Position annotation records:
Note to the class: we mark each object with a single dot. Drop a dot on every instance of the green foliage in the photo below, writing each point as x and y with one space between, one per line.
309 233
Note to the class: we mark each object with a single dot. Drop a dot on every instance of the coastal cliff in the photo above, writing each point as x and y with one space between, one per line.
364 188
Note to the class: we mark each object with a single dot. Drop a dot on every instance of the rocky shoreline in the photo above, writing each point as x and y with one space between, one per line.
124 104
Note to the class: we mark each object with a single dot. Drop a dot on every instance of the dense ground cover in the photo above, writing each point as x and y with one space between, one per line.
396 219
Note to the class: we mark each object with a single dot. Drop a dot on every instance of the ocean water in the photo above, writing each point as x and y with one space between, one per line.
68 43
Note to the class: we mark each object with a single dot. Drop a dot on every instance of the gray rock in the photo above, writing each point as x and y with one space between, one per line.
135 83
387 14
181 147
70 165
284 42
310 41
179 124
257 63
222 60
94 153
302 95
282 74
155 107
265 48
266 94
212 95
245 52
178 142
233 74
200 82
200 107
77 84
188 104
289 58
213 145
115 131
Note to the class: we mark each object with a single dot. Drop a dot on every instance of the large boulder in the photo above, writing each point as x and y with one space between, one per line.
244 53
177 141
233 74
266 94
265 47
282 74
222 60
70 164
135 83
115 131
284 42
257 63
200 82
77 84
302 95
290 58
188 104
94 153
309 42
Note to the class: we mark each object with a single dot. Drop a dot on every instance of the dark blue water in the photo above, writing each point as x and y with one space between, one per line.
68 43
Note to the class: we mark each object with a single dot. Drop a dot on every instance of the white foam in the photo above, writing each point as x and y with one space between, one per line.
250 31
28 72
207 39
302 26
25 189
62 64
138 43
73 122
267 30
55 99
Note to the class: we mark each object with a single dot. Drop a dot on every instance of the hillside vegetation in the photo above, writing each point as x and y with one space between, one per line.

### EXERCISE TASK:
Send back each record exactly as it stands.

### RESPONSE:
Note to the class: we mark each object with a single dot. Drop a dot on every instance of the green foliage in the photo below, writing each point as x and y with one space between, one per line.
309 233
Note to the class: we mark each object with a single dot. Drop a dot on every instance of the coastal cliff in the photo above, writing each point as x and y with one space between, one per line.
364 188
Note to the class: we mark each object with a single dot. Drop a dot on every instance of the rocky shoreline in the photo above, writing each point as x and y with one space between, one per line.
124 104
Note to the class: we mark each object with a single dot. Drop a dot on every instance of the dense ground cover in the photo above, writing each point as x and y with one space between, one per line.
396 219
Note to the class: we mark each object with a single dot. Drop a dot on every instance of the ocean water in the photo above, writing each point as x and y with one space between, one per line.
68 43
Note to the class: we mark each object with a single dot. Drop a dot on every instance of the gray rock in the photo above, writing each point as x and y with one space between, one per line.
135 83
387 14
181 147
70 165
284 42
310 41
179 124
257 63
222 60
94 153
302 95
282 74
155 107
265 48
266 94
212 95
245 52
178 142
233 74
200 82
200 107
77 84
188 104
289 58
213 145
115 131
Note to the class: we mark each object with a single dot. Drop a dot on every instance of the large boulder in the photo above, writing each point as x and y with one space between, one per line.
244 53
177 141
233 74
266 94
265 47
282 74
222 60
70 164
135 83
115 131
284 42
257 63
200 82
77 84
302 95
290 58
188 104
94 153
309 42
Note to the class: we mark each object with a single dot. Drop a dot on every instance of the dark blue water in the photo above, writing each point as x and y with one space between, one per line.
68 43
Note to the class: we mark each object with a single dot. Drop a dot on every instance of the white foam in the photo above, writing each point as x and y with one space between, one per line.
250 31
28 72
207 39
302 26
25 189
62 64
138 43
73 122
267 30
55 99
Note to the class: we mark each object with a single dot. Drop a dot on every instance of the hillside vegetation in the photo above, writing each point as x and y with one space between, one per line.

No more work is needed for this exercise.